(Labeled-object pointing material)
-- BEGIN --
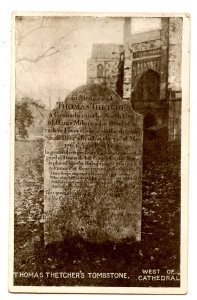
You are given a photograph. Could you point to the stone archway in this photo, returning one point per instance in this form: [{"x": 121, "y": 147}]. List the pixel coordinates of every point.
[{"x": 147, "y": 87}]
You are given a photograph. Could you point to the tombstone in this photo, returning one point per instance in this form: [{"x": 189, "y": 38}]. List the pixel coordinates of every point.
[{"x": 93, "y": 168}]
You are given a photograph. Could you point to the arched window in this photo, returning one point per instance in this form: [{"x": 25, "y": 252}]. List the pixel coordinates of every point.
[{"x": 100, "y": 70}]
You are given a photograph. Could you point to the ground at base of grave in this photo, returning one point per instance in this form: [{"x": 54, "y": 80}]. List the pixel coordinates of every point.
[{"x": 159, "y": 249}]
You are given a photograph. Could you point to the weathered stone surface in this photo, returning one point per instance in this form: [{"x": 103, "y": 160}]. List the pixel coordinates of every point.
[{"x": 93, "y": 168}]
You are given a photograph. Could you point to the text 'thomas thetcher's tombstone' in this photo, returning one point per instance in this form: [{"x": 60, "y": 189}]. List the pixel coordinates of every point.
[{"x": 93, "y": 168}]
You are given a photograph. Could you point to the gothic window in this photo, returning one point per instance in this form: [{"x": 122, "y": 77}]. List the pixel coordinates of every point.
[{"x": 100, "y": 71}]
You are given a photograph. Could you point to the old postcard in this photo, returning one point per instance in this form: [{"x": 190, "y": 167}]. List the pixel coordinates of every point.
[{"x": 99, "y": 156}]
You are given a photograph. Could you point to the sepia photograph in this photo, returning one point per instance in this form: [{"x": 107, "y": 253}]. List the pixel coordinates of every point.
[{"x": 99, "y": 131}]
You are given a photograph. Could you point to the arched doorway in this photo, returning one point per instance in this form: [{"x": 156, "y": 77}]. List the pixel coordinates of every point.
[{"x": 147, "y": 87}]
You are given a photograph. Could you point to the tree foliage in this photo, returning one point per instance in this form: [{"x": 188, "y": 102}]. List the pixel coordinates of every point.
[{"x": 24, "y": 117}]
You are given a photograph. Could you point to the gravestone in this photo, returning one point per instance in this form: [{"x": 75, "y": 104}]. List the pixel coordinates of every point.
[{"x": 93, "y": 168}]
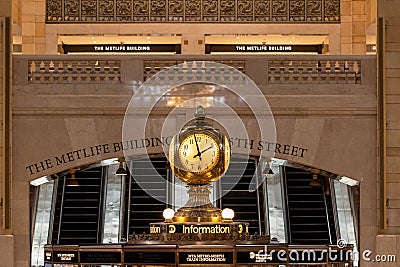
-- END --
§ WHAT THIS TASK INVOLVES: Reproduce word for word the part of the material above that starts with the line containing "the arched doorway" and runs to the end of the material, leaving out the pictures.

§ EXERCISE ANSWER:
You are given a photograph. Could you point to the arched doorway in this photo, returning one point per instance in this form: [{"x": 156, "y": 77}]. List the pixel coordinates of every point.
[{"x": 147, "y": 87}]
You are given a photograph. Could you point to the tree foliage in this photo, returning one point per instance in this form: [{"x": 188, "y": 102}]. List the pixel coordinates of every point.
[{"x": 24, "y": 117}]
You are given a photograph. Could you point to the gravestone in this photo, returning one point per instance in this form: [{"x": 75, "y": 104}]. List the pixel coordinates of every point.
[{"x": 93, "y": 168}]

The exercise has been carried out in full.